John Beagley

Personal information
- Full name: John William Beagley
- Born: 23 March 1933 Adelaide, South Australia
- Died: 14 March 2014 (aged 80) Darwin, Northern Territory
- Batting: Right-handed
- Bowling: Right-arm fast-medium
- Role: Bowler

Domestic team information
- 1956/57-1959/60: South Australia

Career statistics
| Competition | First-class |
| Matches | 18 |
| Runs scored | 129 |
| Batting average | 5.86 |
| 100s/50s | 0/0 |
| Top score | 19 |
| Balls bowled | 4,052 |
| Wickets | 51 |
| Bowling average | 37.03 |
| 5 wickets in innings | 1 |
| 10 wickets in match | 0 |
| Best bowling | 6/121 |
| Catches/stumpings | 5/– |
- Source: Cricinfo, 24 April 2018

= John Beagley (Australian cricketer) =

Australian cricketer (1933–2014)

John William Beagley (23 March 1933 – 14 March 2014) was an Australian cricketer. He played eighteen first-class matches for South Australia between the 1956–57 season and 1959–60. Beagley died in Darwin, Northern Territory on 14 March 2014, at the age of 80.

(Stored data)

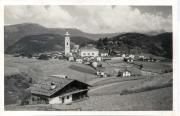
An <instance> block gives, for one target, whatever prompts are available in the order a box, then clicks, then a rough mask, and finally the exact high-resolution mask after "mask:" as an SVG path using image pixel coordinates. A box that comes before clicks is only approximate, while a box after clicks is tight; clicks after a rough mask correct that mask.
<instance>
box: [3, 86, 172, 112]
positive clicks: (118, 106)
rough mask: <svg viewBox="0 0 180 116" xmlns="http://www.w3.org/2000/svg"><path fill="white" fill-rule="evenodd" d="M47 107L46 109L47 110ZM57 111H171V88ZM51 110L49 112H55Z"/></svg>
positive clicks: (122, 96) (86, 100)
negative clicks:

**Task instructions:**
**1.** Write out the passage of the John Beagley text that opens with the words containing "John William Beagley (23" and closes with "the age of 80.".
**2.** Translate this sentence from the John Beagley text into French: "He played eighteen first-class matches for South Australia between the 1956–57 season and 1959–60."
**3.** Using the dates in the John Beagley text, explain why his age at death is given as 80 rather than 81.

**Answers to each task:**
**1.**
John William Beagley (23 March 1933 – 14 March 2014) was an Australian cricketer. He played eighteen first-class matches for South Australia between the 1956–57 season and 1959–60. Beagley died in Darwin, Northern Territory on 14 March 2014, at the age of 80.

**2.** Il a disputé dix-huit matchs de première classe pour l'Australie-Méridionale entre la saison 1956-1957 et 1959-1960.

**3.** He was born on 23 March 1933 and died on 14 March 2014. His death came nine days before his 81st birthday, so he was still 80.